» Task instructions: Word for word, repeat the lines of the records from the one containing "Practice step: label each instance of the man's" through the last line, both included.

» Input material:

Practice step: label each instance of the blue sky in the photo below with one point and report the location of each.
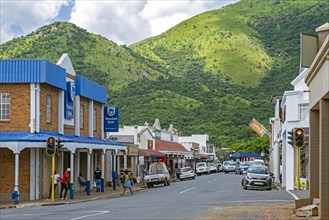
(122, 21)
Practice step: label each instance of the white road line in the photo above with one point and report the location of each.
(293, 195)
(187, 190)
(85, 216)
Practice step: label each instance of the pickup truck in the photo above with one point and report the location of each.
(158, 174)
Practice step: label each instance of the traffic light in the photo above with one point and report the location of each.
(51, 146)
(291, 137)
(60, 145)
(299, 137)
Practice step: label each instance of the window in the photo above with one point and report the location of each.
(4, 106)
(48, 108)
(81, 116)
(95, 119)
(303, 111)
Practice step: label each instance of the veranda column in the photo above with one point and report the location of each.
(314, 155)
(324, 162)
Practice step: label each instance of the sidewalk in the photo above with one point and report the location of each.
(79, 196)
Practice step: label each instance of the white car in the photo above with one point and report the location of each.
(186, 173)
(212, 167)
(202, 168)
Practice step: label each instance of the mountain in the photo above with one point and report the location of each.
(210, 74)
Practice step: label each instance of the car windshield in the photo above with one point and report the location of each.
(258, 170)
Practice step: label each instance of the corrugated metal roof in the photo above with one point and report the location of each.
(32, 71)
(90, 89)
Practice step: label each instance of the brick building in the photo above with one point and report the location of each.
(39, 99)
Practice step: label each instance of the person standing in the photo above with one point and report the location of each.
(57, 178)
(65, 183)
(126, 183)
(98, 179)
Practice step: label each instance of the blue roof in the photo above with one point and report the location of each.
(90, 90)
(32, 71)
(43, 135)
(245, 155)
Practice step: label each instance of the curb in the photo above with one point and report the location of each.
(29, 205)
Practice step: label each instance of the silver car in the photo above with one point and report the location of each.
(229, 166)
(258, 177)
(186, 173)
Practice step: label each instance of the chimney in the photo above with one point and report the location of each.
(323, 32)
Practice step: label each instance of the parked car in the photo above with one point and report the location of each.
(186, 173)
(257, 176)
(202, 168)
(242, 167)
(212, 168)
(219, 167)
(259, 161)
(157, 174)
(229, 166)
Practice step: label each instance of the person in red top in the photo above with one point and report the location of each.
(65, 183)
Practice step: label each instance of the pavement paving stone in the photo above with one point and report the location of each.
(79, 196)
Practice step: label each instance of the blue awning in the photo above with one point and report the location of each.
(43, 135)
(245, 155)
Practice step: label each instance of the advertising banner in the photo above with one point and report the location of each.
(257, 127)
(111, 119)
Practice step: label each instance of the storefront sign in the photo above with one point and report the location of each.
(69, 100)
(111, 119)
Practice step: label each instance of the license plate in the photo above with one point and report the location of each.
(258, 183)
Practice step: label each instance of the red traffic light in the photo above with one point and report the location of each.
(299, 132)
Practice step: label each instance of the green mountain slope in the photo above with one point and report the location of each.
(92, 56)
(210, 74)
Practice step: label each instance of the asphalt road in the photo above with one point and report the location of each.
(189, 199)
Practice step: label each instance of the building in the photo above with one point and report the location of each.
(38, 100)
(318, 82)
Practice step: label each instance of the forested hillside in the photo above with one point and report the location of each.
(210, 74)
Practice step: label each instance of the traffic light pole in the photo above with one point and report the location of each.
(52, 178)
(297, 180)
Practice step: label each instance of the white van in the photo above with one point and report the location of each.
(202, 168)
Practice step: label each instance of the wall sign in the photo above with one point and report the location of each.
(111, 119)
(69, 100)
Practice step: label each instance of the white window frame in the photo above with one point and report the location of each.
(302, 111)
(95, 120)
(48, 108)
(81, 116)
(5, 106)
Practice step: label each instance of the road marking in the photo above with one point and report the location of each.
(85, 216)
(187, 190)
(293, 195)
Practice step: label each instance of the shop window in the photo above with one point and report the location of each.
(4, 106)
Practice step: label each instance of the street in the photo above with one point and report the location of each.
(214, 196)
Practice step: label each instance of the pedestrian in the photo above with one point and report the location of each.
(126, 183)
(65, 183)
(82, 181)
(57, 178)
(98, 179)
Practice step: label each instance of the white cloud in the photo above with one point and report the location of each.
(124, 22)
(22, 17)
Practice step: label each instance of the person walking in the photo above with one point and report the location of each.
(65, 183)
(126, 183)
(98, 179)
(57, 178)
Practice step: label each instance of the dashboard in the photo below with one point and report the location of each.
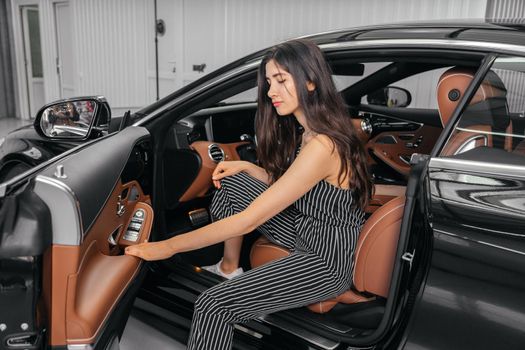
(227, 133)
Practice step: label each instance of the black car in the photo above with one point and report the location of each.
(440, 263)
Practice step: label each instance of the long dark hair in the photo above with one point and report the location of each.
(279, 136)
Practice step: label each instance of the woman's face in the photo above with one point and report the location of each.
(282, 90)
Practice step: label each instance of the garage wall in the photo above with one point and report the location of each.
(7, 86)
(113, 45)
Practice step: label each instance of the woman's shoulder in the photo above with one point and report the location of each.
(323, 140)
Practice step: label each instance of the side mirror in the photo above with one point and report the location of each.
(74, 119)
(390, 96)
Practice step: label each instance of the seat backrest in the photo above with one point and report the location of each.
(376, 248)
(451, 87)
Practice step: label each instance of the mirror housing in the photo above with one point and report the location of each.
(78, 118)
(390, 96)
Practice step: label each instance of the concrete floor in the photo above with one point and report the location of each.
(9, 124)
(138, 336)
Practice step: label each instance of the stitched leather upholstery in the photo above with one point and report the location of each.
(451, 87)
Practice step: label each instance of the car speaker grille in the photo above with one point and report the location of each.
(216, 153)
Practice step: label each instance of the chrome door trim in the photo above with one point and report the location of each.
(66, 220)
(478, 167)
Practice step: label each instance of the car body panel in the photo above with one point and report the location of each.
(470, 288)
(474, 290)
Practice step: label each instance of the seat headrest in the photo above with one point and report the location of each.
(377, 247)
(454, 82)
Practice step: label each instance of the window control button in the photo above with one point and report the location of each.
(131, 236)
(135, 226)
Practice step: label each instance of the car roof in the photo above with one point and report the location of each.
(498, 31)
(507, 32)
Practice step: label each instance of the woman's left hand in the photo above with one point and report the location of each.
(151, 251)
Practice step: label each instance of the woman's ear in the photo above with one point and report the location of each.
(310, 86)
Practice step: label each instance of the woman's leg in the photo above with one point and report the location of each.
(294, 281)
(236, 193)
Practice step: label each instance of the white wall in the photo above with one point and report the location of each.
(114, 46)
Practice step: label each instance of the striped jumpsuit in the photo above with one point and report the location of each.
(320, 229)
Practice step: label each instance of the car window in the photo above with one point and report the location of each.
(422, 88)
(494, 121)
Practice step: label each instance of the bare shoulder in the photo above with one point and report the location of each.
(322, 140)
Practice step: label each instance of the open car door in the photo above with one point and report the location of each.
(64, 280)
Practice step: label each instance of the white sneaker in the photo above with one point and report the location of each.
(216, 269)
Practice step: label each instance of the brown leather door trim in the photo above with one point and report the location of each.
(202, 182)
(93, 292)
(59, 262)
(391, 153)
(100, 282)
(384, 194)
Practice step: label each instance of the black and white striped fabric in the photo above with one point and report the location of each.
(320, 229)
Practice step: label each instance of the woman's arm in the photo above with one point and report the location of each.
(314, 163)
(229, 168)
(258, 173)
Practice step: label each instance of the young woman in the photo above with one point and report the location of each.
(308, 196)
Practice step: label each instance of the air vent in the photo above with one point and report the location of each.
(216, 153)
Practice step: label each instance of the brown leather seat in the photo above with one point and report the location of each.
(374, 256)
(451, 87)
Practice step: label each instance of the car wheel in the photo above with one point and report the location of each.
(11, 171)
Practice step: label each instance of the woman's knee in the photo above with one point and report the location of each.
(208, 304)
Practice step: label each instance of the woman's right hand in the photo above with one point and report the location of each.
(228, 168)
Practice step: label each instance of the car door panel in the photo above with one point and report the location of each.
(85, 271)
(202, 183)
(395, 148)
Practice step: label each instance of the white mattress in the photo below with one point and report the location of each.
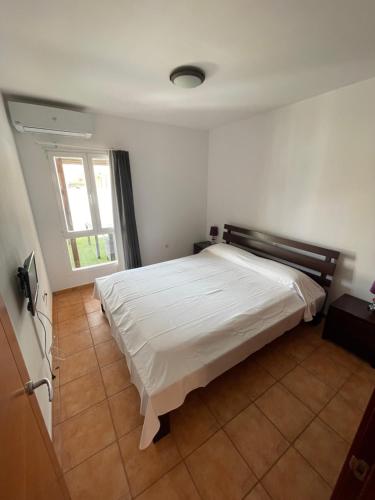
(183, 322)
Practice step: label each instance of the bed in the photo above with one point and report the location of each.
(182, 323)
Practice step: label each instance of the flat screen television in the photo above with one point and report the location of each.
(28, 277)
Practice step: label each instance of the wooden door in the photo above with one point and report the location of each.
(357, 477)
(28, 465)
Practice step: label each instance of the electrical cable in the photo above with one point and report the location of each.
(49, 321)
(45, 340)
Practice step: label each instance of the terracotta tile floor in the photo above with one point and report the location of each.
(277, 426)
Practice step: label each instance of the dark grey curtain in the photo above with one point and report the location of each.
(125, 202)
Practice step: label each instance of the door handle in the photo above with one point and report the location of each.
(31, 386)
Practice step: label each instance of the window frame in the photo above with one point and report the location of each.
(97, 229)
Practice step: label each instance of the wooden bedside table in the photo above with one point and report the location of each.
(350, 324)
(201, 245)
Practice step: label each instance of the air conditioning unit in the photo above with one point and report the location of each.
(47, 120)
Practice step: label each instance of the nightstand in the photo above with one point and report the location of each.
(201, 245)
(350, 324)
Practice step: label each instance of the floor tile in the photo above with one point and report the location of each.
(108, 352)
(78, 364)
(219, 471)
(72, 326)
(176, 485)
(225, 397)
(275, 362)
(292, 478)
(125, 410)
(96, 318)
(357, 391)
(324, 449)
(144, 467)
(74, 343)
(101, 333)
(367, 371)
(342, 417)
(309, 389)
(101, 476)
(288, 414)
(257, 439)
(297, 347)
(92, 306)
(326, 369)
(84, 435)
(116, 377)
(66, 299)
(254, 379)
(340, 355)
(258, 493)
(81, 393)
(312, 333)
(192, 424)
(69, 312)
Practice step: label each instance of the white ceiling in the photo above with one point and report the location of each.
(115, 56)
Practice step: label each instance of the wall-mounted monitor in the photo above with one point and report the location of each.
(28, 277)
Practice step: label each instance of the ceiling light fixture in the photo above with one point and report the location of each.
(187, 77)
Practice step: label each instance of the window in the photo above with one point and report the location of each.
(85, 199)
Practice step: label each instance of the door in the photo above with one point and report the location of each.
(28, 465)
(357, 477)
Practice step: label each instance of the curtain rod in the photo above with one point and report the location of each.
(55, 145)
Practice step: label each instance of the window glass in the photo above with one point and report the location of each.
(102, 175)
(88, 251)
(74, 193)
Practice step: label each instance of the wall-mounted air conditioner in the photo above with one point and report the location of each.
(47, 120)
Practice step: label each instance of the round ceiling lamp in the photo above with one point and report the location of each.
(187, 77)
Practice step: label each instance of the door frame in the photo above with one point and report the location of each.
(21, 366)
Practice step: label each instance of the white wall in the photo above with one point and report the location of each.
(306, 171)
(18, 237)
(169, 173)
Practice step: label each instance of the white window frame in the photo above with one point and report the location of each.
(97, 228)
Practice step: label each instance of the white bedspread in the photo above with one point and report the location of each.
(183, 322)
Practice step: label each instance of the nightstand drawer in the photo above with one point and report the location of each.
(351, 332)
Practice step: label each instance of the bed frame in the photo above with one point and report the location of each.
(317, 262)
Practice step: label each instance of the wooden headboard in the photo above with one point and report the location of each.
(317, 262)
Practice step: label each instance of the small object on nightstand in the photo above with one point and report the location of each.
(350, 324)
(201, 245)
(214, 231)
(371, 306)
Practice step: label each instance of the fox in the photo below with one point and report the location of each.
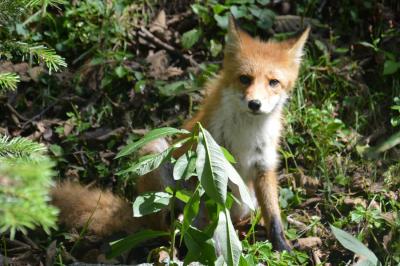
(243, 111)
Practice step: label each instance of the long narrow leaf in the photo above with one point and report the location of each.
(152, 135)
(150, 202)
(210, 166)
(353, 244)
(240, 186)
(148, 163)
(132, 241)
(190, 212)
(227, 240)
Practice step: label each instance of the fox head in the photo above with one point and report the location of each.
(261, 73)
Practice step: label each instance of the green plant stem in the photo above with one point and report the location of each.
(173, 226)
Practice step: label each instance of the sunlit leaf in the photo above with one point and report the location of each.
(227, 239)
(152, 135)
(210, 166)
(150, 202)
(353, 244)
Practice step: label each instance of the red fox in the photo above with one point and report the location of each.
(243, 112)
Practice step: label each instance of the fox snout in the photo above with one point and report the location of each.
(254, 105)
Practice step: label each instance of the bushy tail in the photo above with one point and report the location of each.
(104, 213)
(101, 212)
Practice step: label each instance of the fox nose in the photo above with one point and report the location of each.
(254, 105)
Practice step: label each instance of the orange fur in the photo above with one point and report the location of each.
(102, 211)
(255, 143)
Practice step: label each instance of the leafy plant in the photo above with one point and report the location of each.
(354, 245)
(25, 179)
(213, 171)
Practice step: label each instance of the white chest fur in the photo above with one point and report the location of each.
(252, 139)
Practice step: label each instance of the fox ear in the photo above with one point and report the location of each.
(296, 45)
(235, 36)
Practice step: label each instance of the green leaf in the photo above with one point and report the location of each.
(190, 212)
(120, 71)
(228, 155)
(215, 48)
(238, 11)
(190, 38)
(390, 67)
(218, 8)
(185, 166)
(353, 244)
(222, 21)
(210, 166)
(148, 163)
(227, 240)
(174, 88)
(200, 247)
(152, 135)
(127, 243)
(150, 202)
(8, 81)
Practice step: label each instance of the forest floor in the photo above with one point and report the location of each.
(133, 67)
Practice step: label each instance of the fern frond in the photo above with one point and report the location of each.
(54, 3)
(52, 60)
(20, 147)
(24, 187)
(8, 81)
(39, 53)
(10, 10)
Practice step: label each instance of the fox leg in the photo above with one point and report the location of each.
(266, 187)
(155, 181)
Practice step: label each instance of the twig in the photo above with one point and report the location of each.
(39, 114)
(144, 33)
(15, 112)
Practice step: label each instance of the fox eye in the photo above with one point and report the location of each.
(273, 82)
(245, 79)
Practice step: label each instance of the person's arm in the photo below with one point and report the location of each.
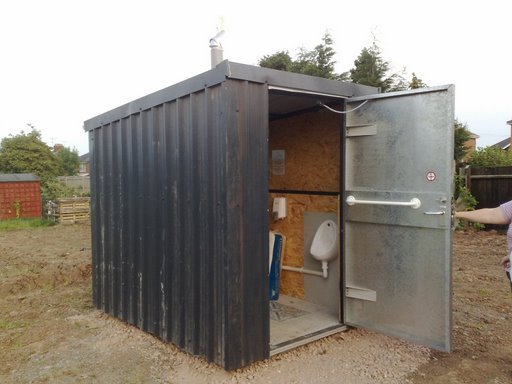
(484, 216)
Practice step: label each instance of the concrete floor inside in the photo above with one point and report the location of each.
(295, 322)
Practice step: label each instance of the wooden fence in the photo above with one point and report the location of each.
(72, 210)
(491, 186)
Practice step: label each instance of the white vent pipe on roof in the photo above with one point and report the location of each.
(216, 50)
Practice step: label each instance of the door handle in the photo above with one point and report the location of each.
(414, 203)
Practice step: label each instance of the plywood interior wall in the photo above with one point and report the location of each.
(312, 145)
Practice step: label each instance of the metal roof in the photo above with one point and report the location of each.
(17, 177)
(289, 92)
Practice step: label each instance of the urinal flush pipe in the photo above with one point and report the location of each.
(325, 266)
(323, 274)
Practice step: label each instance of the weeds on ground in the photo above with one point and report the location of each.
(12, 224)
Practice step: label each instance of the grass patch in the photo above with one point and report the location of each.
(12, 224)
(6, 325)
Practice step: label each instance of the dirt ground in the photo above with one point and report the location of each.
(50, 333)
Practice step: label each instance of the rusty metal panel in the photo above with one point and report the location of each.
(179, 221)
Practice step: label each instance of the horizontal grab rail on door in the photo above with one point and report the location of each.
(414, 203)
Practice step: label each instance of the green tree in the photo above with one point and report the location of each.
(27, 153)
(280, 60)
(371, 69)
(490, 157)
(317, 62)
(416, 82)
(461, 136)
(69, 161)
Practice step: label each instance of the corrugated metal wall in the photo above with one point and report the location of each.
(180, 233)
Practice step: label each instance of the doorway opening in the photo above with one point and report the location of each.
(304, 192)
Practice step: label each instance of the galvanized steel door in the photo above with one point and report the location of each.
(397, 211)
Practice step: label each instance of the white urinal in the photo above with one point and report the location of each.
(324, 247)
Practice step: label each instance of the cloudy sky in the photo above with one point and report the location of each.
(63, 62)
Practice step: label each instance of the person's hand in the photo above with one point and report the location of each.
(505, 262)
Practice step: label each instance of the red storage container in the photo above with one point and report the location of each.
(20, 196)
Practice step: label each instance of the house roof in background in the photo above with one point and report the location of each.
(85, 158)
(15, 177)
(503, 144)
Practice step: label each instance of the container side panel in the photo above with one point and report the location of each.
(95, 218)
(247, 293)
(179, 221)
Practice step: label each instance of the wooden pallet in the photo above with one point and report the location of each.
(73, 210)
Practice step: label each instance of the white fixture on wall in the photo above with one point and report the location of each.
(324, 247)
(279, 208)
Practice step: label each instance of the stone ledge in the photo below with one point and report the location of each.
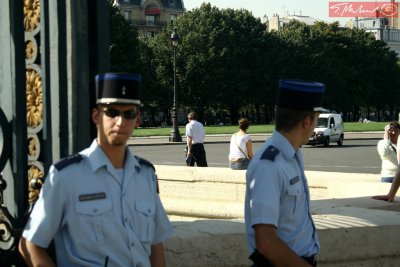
(354, 229)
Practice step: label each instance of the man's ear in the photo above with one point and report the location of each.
(138, 120)
(95, 115)
(306, 123)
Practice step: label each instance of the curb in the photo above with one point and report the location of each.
(225, 138)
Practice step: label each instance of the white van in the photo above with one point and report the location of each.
(329, 129)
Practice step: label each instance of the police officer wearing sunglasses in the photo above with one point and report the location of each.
(279, 226)
(101, 206)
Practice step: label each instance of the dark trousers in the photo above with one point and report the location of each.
(199, 155)
(260, 261)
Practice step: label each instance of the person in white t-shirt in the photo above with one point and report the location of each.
(387, 151)
(195, 142)
(240, 151)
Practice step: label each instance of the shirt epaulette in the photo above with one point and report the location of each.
(62, 163)
(145, 162)
(270, 153)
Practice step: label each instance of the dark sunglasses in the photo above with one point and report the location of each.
(128, 114)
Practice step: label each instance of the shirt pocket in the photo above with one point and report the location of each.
(145, 211)
(294, 192)
(92, 218)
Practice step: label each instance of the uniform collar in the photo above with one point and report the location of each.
(98, 159)
(284, 146)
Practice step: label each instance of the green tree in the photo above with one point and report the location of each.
(124, 44)
(217, 58)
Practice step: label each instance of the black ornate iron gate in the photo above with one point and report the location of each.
(50, 52)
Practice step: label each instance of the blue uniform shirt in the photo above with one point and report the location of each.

» Written answer:
Practice step: label each instance of the man's ear in the photo above with one point and report the location of each.
(138, 120)
(95, 115)
(306, 123)
Practice step: label each instance of the curb in the photo above with one point and report the location of each.
(225, 138)
Practice step: label each instance of the white van in the photo above with one point and report the location of each.
(329, 129)
Practice step: label each instance of the police officer wearing sunglasses in the photo above with one point and report the location of each.
(279, 226)
(101, 206)
Practice step: label each instance of the dark trousers in the photo above with one point and report the location of each.
(199, 155)
(260, 261)
Practice step: label each instance of the person in white t-shirt in the photo above with one point and report the location of each.
(387, 151)
(195, 142)
(240, 151)
Practice step: label each instance of the shirt epaulette in the photo above with one point and report the location of each.
(62, 163)
(145, 162)
(270, 153)
Practice step: label each instance of the dark sunglasses in the photo above with one point and report the location of each.
(128, 114)
Practice step: label each instance of the shirt pocket in the photo above with one point and report the location of each.
(145, 211)
(294, 192)
(92, 218)
Practice step: label each instance of the uniform collar in the photo above with one point and report the location of each.
(98, 159)
(284, 146)
Practice step: label each instance of the green tree in the photo above with one point and report the location of each.
(124, 44)
(217, 58)
Practice step: label each instance of the black ornate iron gate in the photo above with one point and report the location of each.
(50, 52)
Practice step: label each instance of the blue uniform shirt in the photo above with one point and report the location of each.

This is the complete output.